__Data to process__:

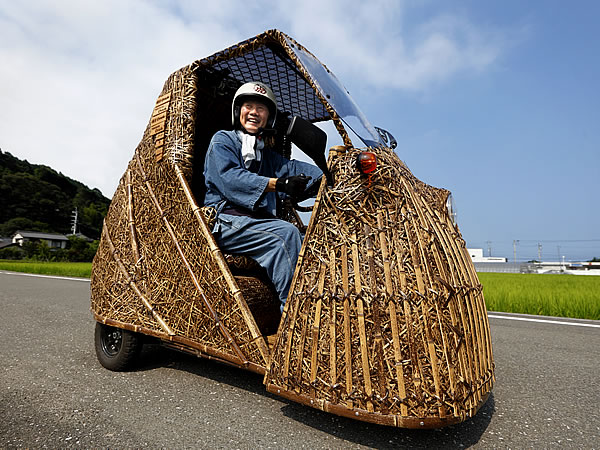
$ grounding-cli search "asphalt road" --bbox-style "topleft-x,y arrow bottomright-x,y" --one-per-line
0,272 -> 600,449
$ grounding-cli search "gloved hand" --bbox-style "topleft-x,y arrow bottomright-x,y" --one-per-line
275,173 -> 312,198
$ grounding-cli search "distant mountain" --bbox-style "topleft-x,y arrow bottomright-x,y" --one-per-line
0,150 -> 110,239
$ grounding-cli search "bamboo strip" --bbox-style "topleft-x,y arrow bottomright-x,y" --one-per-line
136,153 -> 248,361
102,221 -> 175,336
126,169 -> 141,266
389,300 -> 408,416
377,211 -> 394,296
310,263 -> 327,383
329,249 -> 337,387
174,164 -> 270,363
342,242 -> 350,296
344,297 -> 353,408
356,298 -> 373,412
283,278 -> 304,389
351,233 -> 362,295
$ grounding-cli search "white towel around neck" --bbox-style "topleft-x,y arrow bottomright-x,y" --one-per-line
237,130 -> 265,169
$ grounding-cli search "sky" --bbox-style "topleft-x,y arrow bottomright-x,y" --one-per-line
0,0 -> 600,261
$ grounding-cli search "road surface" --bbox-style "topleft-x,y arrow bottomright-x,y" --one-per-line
0,272 -> 600,449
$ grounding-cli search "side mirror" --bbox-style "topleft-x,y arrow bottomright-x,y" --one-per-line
375,127 -> 398,150
286,116 -> 333,186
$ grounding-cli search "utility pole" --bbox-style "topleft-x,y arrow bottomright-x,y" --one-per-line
71,207 -> 77,234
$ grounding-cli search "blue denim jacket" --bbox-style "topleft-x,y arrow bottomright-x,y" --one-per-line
204,130 -> 323,219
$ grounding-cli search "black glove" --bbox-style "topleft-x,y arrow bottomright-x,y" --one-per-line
275,173 -> 312,198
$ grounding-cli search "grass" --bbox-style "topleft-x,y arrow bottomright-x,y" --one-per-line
0,259 -> 92,278
478,272 -> 600,320
0,260 -> 600,320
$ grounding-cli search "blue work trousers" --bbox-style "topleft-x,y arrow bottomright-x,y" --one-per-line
213,213 -> 302,311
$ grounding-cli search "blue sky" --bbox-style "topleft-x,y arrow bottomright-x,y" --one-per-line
0,0 -> 600,261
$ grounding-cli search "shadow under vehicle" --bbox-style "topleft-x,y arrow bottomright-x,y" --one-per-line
91,30 -> 494,428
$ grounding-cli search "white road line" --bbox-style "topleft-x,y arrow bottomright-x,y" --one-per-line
488,314 -> 600,328
0,271 -> 90,283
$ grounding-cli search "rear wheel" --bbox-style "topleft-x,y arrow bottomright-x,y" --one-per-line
94,322 -> 142,372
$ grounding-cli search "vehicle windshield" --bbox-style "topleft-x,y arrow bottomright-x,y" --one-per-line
286,38 -> 385,147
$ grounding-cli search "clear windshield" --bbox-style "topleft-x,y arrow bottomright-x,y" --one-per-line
287,39 -> 384,147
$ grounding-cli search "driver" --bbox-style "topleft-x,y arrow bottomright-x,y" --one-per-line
204,81 -> 322,311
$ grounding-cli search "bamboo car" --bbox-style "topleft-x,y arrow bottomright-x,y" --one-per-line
91,30 -> 494,428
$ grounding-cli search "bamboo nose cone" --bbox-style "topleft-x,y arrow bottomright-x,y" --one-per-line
265,149 -> 494,428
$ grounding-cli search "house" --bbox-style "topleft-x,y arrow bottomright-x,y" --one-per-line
12,230 -> 69,248
467,248 -> 507,263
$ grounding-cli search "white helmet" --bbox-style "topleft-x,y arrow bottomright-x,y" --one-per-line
231,81 -> 277,128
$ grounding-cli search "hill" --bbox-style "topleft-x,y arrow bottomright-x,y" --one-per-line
0,150 -> 110,239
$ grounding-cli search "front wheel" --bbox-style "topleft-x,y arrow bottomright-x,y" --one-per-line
94,322 -> 142,372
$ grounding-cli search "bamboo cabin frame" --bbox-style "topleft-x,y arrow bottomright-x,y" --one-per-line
91,30 -> 494,428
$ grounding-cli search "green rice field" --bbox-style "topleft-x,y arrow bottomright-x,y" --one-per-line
0,259 -> 92,278
0,260 -> 600,320
477,272 -> 600,320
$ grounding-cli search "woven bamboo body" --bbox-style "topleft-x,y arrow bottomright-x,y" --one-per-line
266,149 -> 494,427
91,31 -> 494,427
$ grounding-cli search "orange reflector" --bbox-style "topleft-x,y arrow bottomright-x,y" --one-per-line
356,152 -> 377,173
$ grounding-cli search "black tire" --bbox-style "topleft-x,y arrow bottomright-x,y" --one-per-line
94,322 -> 142,372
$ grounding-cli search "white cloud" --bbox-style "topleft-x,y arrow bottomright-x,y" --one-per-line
0,0 -> 502,196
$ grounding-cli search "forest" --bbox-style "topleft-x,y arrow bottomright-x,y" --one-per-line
0,149 -> 110,260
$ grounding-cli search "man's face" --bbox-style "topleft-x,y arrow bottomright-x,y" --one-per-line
240,100 -> 269,133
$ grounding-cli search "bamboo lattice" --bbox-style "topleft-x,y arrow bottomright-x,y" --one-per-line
91,30 -> 494,427
266,149 -> 494,427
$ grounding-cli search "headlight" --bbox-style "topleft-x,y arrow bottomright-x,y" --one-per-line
356,152 -> 377,175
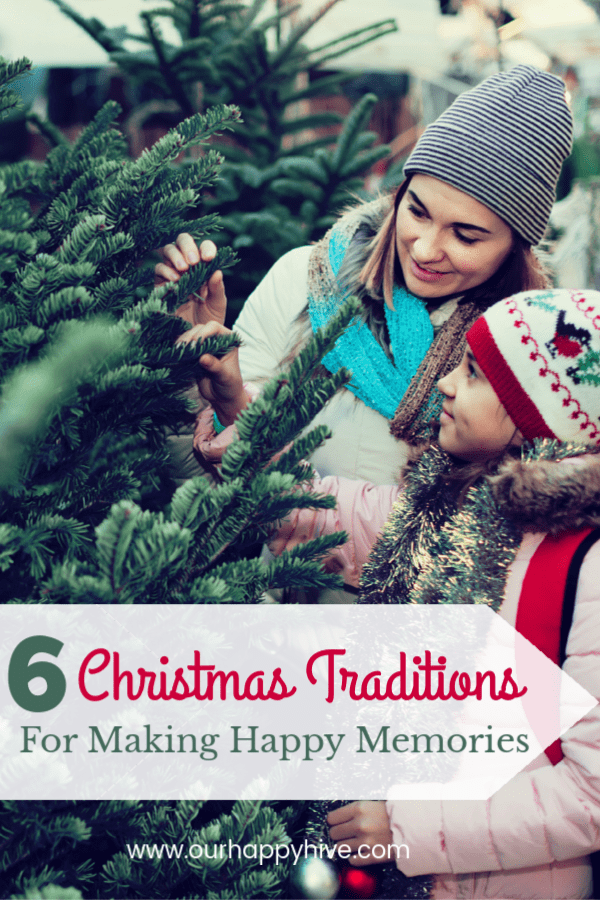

__What is being asked__:
Please pick out every line of the data above that contains the word "windshield", treating uppercase and lowercase letters as different.

__Answer to the task__:
$ grounding-cli search "vehicle windshield" --bbox-style "topleft-x,y arrow bottomright-x,y" --one-per-line
$ grounding-cli search "clear windshield" --bbox-style "topleft-x,y arrow bottomright-x,y" --one-per-line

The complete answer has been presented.